**TASK DESCRIPTION**
Write out the lines from the one holding "of the display" through the one holding "pixel 71 63", both included, copying them word for word.

[Pointing and labeling entries]
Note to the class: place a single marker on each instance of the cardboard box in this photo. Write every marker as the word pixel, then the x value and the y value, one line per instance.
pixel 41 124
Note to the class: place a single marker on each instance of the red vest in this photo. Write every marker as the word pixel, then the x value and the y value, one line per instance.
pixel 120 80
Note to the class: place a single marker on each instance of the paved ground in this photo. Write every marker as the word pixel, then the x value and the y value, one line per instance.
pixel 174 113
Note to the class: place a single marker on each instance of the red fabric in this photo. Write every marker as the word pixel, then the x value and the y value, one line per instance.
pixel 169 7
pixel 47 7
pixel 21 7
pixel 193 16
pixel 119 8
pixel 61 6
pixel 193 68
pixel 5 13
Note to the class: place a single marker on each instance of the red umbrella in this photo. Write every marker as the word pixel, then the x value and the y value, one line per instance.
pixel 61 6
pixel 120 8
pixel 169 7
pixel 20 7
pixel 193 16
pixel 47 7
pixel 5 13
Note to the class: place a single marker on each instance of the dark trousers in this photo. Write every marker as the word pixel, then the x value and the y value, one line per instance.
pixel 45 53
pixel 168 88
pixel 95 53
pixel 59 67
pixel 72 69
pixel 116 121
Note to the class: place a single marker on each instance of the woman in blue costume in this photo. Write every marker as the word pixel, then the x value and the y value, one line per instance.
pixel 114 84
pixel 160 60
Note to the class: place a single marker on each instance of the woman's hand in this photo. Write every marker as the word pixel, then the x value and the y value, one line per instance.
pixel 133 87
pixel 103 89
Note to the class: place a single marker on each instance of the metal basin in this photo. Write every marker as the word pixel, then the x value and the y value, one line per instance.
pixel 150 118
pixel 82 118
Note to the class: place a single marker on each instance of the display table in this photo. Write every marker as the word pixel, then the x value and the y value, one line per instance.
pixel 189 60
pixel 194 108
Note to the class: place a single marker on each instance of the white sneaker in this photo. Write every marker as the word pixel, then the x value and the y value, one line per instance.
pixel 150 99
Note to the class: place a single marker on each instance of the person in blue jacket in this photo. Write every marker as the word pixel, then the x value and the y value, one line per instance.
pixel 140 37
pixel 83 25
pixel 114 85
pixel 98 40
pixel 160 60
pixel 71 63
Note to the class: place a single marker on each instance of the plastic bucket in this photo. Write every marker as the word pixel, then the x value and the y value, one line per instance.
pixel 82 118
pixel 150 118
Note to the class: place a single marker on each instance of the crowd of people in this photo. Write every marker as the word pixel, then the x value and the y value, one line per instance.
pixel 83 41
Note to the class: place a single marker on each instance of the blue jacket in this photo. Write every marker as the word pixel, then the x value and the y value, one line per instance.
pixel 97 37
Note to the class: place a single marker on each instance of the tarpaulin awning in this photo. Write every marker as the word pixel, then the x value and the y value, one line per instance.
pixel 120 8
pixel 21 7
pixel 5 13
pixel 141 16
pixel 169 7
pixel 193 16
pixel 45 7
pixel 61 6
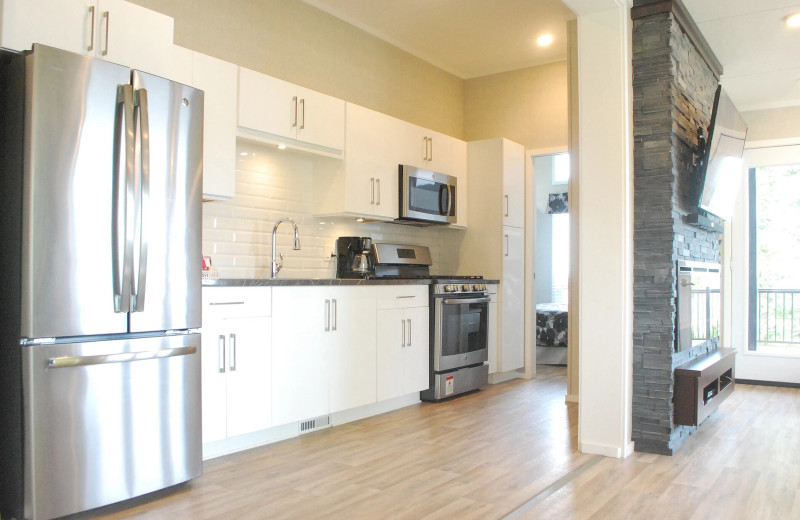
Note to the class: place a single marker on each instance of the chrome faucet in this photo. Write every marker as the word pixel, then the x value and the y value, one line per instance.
pixel 277 266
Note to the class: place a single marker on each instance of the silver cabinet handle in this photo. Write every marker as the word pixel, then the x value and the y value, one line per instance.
pixel 141 112
pixel 221 354
pixel 107 16
pixel 91 36
pixel 233 352
pixel 122 357
pixel 302 114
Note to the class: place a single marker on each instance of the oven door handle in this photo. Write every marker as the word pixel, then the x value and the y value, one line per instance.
pixel 459 301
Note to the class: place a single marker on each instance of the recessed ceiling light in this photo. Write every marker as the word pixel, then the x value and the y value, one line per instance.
pixel 544 40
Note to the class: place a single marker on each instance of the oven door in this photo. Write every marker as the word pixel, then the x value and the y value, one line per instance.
pixel 461 331
pixel 427 196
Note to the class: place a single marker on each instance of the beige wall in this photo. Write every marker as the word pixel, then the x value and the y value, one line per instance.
pixel 778 123
pixel 291 40
pixel 528 106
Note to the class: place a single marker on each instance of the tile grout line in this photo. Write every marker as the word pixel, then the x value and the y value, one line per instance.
pixel 552 488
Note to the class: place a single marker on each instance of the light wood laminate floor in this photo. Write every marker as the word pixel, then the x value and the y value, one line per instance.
pixel 508 451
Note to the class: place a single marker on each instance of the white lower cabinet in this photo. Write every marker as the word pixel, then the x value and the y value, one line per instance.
pixel 402 341
pixel 323 358
pixel 236 345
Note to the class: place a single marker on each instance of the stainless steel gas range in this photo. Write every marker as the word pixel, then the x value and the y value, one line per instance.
pixel 459 320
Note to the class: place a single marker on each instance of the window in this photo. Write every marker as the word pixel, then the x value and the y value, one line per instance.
pixel 774 257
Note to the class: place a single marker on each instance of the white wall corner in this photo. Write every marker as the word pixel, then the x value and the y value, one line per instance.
pixel 606 231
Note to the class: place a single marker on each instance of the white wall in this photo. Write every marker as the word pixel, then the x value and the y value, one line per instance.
pixel 271 184
pixel 605 227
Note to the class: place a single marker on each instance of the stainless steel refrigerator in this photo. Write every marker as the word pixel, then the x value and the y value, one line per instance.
pixel 101 206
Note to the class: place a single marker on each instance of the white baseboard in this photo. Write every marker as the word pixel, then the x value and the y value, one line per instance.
pixel 606 450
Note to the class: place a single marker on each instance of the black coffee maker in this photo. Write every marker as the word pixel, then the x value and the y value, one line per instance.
pixel 354 257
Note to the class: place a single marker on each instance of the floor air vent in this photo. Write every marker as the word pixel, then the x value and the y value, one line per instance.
pixel 315 424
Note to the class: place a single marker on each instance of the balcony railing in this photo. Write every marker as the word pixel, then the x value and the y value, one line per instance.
pixel 779 316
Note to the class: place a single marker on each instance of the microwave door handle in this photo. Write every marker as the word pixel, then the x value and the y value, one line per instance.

**FULL OUTPUT**
Note to the class: place a single marker on each instance of the display table in this photo. Write every marker as the word pixel, then the x value and the y value, one line per instance.
pixel 189 60
pixel 194 108
Note to the class: place a single marker on each instance of the white sneaker in this photo. Write every marker as the word pixel, then the x value and the y value, one line per instance.
pixel 150 99
Note to the class: place a single marker on each instance of the person in blue jacket in this photo. Write every marker as the word pixel, then the x value and the y value, one line per instance.
pixel 140 37
pixel 83 25
pixel 114 85
pixel 98 40
pixel 160 60
pixel 71 63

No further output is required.